◆ Work instruction
Using the listing beneath this task, count the lines with the word "stripe" and write only the result.

■ ■ ■

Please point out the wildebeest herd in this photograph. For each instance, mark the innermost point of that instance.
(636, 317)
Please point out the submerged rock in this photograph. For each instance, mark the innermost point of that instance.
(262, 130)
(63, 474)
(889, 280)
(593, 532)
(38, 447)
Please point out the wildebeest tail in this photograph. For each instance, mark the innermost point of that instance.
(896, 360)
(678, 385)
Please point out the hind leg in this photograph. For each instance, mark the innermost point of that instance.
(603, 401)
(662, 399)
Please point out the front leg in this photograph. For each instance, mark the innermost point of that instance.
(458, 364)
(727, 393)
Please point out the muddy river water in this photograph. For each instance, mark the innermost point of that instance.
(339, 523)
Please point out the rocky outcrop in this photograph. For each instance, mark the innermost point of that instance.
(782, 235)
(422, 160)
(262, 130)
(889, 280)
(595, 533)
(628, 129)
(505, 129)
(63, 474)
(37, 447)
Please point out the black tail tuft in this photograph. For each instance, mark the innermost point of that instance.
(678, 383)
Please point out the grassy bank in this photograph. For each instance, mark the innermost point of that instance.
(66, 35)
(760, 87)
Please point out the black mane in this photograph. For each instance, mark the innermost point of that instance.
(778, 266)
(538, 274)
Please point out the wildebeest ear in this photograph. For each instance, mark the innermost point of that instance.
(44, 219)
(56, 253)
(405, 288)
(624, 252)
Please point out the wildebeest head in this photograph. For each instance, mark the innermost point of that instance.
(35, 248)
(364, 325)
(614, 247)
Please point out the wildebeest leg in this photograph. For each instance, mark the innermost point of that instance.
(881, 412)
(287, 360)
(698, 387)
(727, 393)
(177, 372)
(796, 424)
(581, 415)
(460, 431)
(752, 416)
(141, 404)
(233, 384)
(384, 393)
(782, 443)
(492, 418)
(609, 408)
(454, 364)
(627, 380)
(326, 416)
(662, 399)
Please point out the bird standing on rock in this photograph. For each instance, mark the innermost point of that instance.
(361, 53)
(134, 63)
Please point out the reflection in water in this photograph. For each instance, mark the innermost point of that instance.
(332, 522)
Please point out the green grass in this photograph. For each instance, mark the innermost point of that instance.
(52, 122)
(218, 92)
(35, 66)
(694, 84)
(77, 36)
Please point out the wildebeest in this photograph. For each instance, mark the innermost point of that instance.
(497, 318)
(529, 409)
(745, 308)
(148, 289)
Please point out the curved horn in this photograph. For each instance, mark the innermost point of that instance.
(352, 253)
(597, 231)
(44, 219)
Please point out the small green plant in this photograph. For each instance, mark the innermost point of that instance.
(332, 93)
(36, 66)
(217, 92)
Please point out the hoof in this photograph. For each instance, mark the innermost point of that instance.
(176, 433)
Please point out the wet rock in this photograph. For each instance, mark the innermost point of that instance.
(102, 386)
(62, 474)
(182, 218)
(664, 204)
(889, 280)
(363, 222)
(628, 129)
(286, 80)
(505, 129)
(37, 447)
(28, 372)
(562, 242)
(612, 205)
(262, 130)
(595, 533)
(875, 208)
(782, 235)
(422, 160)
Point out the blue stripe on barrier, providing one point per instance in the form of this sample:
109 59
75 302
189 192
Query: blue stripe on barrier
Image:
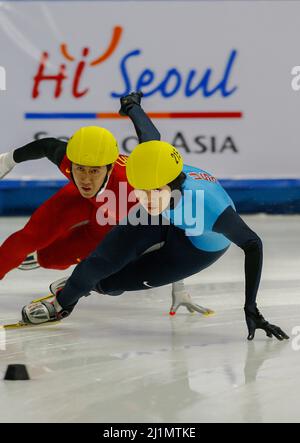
22 197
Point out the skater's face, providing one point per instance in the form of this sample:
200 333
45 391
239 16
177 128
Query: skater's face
155 201
88 179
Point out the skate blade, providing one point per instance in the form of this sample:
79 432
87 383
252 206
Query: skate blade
206 313
37 300
21 324
209 313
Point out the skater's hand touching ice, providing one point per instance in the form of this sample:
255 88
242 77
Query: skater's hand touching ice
128 101
181 297
7 163
255 320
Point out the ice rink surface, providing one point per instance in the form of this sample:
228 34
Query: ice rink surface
123 359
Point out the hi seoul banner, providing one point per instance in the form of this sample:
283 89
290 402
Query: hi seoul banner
216 78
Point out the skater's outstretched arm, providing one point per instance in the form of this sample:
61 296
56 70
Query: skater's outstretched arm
51 148
144 127
235 229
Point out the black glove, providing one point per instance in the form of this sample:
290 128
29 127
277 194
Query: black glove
128 101
255 320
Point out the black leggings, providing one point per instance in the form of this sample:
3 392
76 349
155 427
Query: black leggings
177 259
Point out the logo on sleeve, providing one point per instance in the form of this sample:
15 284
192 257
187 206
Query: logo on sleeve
202 176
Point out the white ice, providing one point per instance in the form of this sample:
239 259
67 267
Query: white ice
123 359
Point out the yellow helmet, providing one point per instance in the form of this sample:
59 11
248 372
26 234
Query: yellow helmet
153 164
92 146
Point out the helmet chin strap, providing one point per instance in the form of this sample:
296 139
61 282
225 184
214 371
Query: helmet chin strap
104 184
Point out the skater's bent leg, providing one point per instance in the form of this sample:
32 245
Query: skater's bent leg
122 245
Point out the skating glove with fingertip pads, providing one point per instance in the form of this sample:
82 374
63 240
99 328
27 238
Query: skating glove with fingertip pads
128 101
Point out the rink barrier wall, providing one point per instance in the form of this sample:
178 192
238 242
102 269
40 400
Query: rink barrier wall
274 196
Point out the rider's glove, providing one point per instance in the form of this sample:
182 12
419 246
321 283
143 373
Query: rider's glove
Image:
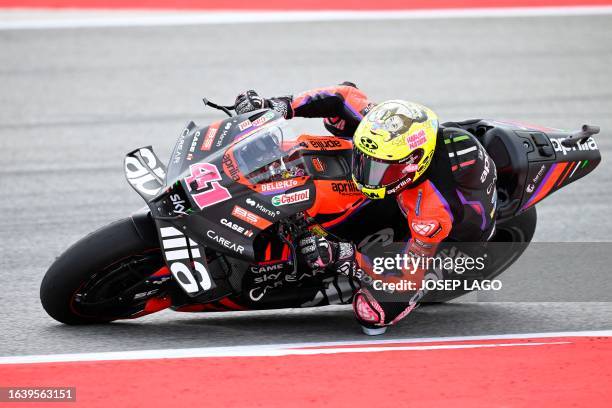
319 252
250 101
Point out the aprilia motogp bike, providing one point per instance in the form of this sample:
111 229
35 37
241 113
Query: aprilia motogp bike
218 230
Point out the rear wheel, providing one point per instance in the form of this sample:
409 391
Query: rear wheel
516 234
105 276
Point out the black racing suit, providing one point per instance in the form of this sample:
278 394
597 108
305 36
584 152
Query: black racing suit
454 200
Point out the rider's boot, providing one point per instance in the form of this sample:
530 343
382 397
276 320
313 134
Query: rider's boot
369 313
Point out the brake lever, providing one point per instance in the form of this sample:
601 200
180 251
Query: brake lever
580 136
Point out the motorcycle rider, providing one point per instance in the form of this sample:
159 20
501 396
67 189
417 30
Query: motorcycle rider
442 178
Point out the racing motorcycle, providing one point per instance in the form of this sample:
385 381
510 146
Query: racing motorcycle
218 229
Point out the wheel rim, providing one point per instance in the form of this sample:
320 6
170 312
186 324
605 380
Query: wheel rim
121 289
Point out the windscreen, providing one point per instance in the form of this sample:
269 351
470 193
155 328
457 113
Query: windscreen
269 154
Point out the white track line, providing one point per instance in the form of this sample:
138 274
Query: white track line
298 348
131 18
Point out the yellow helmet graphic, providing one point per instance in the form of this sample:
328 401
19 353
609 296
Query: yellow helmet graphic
393 146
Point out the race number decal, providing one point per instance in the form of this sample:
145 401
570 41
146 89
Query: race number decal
204 185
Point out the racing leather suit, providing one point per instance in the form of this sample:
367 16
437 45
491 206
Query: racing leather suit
454 200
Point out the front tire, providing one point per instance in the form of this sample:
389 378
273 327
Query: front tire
96 280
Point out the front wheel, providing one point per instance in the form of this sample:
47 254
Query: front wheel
111 274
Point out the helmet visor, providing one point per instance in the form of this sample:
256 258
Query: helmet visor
374 173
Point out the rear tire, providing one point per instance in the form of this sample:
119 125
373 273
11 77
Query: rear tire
517 232
94 257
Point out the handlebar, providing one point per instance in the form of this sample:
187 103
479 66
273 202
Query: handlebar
580 136
226 109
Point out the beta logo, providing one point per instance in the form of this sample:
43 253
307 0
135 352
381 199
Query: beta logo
291 198
368 143
325 144
589 144
348 188
209 137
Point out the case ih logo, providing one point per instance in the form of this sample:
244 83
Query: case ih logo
291 198
247 216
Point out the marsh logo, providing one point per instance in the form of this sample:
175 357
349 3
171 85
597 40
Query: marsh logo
291 198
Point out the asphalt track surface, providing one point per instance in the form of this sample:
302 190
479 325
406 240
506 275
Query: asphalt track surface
73 102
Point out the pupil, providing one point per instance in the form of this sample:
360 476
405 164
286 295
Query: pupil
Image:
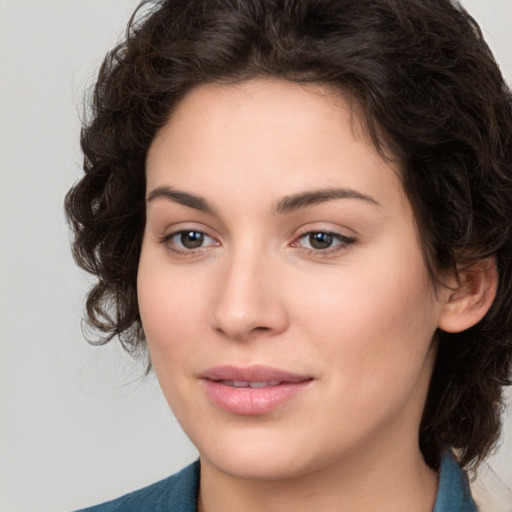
320 240
192 239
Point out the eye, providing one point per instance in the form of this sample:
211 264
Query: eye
188 240
318 241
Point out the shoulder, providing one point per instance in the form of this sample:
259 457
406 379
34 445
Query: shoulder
177 493
453 493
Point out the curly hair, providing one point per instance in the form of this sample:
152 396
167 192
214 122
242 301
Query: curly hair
431 95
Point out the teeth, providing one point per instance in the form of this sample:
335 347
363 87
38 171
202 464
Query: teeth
247 384
263 384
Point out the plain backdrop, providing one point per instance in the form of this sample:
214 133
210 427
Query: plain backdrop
77 424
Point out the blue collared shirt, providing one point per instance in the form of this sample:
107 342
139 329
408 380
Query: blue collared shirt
178 493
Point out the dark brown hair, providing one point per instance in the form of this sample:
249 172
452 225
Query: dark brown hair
430 94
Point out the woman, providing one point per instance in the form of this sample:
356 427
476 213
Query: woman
302 209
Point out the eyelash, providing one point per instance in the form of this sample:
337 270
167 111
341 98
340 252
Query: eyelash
343 242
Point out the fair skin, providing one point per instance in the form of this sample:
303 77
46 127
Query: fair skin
277 236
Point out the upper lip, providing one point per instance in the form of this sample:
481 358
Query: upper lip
253 373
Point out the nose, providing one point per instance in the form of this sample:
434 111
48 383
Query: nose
249 302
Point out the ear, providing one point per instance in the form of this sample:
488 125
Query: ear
469 300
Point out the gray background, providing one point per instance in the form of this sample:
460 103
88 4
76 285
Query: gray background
77 425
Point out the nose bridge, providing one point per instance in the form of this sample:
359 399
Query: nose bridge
248 300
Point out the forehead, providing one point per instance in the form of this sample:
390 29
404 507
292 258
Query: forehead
271 132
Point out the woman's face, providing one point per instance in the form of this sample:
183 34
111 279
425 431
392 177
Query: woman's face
287 307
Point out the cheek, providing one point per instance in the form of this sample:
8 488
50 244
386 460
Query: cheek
376 322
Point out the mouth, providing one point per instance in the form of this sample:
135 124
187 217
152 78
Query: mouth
253 390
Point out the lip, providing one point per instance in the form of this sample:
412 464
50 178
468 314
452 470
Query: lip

■ ■ ■

◆ Task answer
2